> EXERCISE PROMPT
Reproduce the data word for word, beginning with the line that contains "The component shall identify every instance of the phone side" and continuing through the last line of the data, including both of those lines.

> AVAILABLE DATA
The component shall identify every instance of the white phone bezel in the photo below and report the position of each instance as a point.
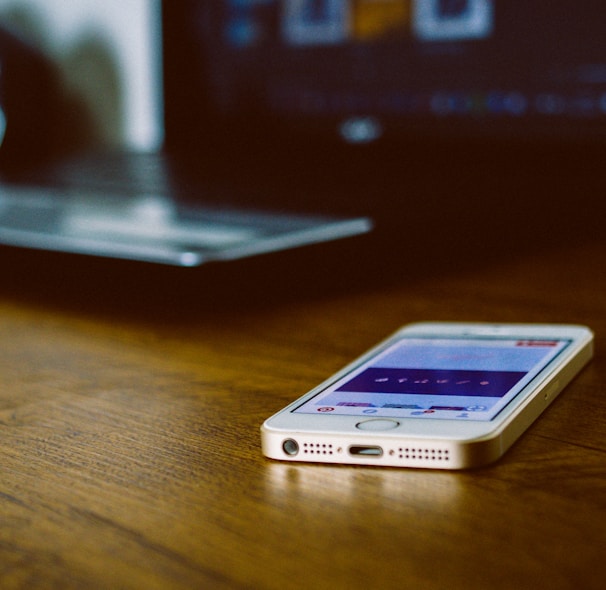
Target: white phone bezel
(467, 443)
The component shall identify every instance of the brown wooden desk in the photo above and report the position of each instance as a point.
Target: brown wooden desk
(129, 433)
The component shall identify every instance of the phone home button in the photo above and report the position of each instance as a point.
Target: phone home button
(377, 424)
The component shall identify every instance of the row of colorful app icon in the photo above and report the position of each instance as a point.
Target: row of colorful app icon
(332, 22)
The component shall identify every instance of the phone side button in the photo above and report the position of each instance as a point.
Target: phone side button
(378, 424)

> COMPLETED EXERCISE
The component shall identify every instance of the phone side button in the photo above and report the position of each instance as a point.
Target: phone side button
(378, 424)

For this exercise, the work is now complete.